>>

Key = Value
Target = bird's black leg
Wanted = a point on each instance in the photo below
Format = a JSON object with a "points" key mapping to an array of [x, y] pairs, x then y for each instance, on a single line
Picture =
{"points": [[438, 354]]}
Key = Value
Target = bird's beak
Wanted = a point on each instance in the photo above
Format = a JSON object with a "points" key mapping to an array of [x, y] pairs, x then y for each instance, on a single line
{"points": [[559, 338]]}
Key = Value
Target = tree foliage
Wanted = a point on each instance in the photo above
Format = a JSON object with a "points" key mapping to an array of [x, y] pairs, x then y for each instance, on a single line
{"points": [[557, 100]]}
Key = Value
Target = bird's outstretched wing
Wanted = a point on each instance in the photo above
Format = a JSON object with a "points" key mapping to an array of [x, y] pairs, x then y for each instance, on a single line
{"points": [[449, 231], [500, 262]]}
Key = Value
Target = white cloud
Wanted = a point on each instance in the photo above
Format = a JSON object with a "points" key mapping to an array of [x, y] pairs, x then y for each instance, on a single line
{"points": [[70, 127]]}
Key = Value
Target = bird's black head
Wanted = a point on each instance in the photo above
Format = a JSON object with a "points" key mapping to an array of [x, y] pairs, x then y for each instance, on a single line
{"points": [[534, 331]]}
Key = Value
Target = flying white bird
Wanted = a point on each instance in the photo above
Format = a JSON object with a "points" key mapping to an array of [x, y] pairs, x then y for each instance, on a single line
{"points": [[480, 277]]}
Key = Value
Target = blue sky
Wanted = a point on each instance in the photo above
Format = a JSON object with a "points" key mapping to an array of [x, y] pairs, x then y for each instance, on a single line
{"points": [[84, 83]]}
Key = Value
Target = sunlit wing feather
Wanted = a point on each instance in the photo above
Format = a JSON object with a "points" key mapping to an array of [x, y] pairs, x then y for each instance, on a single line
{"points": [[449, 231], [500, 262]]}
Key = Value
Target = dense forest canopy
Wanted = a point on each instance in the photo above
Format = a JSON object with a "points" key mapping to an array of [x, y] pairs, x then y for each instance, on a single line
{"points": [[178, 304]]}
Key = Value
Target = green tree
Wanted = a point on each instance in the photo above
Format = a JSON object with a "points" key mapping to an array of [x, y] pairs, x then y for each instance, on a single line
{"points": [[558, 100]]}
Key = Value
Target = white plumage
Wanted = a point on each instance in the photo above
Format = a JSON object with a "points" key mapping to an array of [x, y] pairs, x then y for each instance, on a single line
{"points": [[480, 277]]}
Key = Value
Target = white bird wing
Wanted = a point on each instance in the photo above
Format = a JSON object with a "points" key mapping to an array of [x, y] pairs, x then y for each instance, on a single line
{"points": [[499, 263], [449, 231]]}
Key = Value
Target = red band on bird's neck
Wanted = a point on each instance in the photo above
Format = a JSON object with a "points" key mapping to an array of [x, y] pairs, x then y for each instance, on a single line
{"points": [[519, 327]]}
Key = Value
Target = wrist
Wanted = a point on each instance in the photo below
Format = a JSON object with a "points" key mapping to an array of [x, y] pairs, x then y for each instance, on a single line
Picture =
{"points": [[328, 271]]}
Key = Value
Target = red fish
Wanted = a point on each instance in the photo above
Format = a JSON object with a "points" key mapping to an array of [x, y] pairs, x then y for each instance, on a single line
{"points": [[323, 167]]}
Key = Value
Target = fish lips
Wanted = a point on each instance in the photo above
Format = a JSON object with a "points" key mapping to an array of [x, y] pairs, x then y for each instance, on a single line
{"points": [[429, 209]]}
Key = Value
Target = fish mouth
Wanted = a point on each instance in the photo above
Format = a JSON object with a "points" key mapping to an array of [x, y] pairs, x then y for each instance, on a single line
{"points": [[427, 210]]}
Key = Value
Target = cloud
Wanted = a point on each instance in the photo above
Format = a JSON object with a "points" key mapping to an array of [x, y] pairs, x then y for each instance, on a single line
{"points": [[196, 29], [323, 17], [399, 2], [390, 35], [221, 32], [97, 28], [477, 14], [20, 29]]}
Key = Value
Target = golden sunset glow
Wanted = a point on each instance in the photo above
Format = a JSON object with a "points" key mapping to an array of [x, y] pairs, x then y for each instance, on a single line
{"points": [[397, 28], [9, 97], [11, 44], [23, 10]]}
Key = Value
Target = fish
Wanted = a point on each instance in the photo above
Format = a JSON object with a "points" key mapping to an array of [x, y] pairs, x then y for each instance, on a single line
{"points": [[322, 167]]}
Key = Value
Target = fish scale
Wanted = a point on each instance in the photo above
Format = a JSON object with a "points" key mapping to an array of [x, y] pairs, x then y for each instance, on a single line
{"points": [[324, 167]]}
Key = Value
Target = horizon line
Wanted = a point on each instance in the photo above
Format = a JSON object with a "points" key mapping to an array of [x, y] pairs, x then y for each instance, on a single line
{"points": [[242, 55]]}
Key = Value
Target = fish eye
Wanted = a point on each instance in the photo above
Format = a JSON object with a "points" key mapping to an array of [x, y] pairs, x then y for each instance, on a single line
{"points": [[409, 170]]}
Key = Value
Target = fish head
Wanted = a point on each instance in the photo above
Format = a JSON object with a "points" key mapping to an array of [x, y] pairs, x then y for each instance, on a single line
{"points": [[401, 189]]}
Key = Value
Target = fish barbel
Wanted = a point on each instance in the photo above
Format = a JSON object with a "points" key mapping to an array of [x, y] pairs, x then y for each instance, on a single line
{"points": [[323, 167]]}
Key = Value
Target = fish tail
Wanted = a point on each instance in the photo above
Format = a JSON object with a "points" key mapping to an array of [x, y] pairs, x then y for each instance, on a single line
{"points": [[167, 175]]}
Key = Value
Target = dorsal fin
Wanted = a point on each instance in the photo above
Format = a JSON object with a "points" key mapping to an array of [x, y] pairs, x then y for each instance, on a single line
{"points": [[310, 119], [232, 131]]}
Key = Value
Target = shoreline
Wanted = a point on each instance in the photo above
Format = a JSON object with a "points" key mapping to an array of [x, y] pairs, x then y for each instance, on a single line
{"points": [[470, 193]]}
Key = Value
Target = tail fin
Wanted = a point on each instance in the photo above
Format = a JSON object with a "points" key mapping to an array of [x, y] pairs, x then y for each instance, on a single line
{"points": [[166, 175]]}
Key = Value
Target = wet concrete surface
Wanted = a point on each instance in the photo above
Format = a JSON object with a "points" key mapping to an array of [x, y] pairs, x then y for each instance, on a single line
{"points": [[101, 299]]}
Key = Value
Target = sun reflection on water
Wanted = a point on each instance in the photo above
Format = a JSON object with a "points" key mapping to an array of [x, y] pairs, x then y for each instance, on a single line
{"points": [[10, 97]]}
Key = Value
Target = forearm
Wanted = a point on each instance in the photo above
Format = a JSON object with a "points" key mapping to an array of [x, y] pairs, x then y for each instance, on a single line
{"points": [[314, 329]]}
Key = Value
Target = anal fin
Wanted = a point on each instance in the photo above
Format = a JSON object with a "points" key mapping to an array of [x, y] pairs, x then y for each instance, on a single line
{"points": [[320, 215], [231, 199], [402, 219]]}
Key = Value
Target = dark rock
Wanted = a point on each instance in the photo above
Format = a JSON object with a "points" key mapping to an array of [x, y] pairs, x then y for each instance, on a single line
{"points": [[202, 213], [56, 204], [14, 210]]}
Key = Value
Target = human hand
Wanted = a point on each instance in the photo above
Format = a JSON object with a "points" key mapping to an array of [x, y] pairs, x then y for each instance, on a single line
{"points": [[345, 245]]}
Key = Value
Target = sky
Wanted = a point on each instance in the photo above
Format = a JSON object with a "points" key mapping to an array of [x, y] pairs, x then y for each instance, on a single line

<<

**Your instructions:**
Report each line above that contains the word "black", copying every such line in full.

**Written reply:**
Target = bird's black leg
Target = bird's black head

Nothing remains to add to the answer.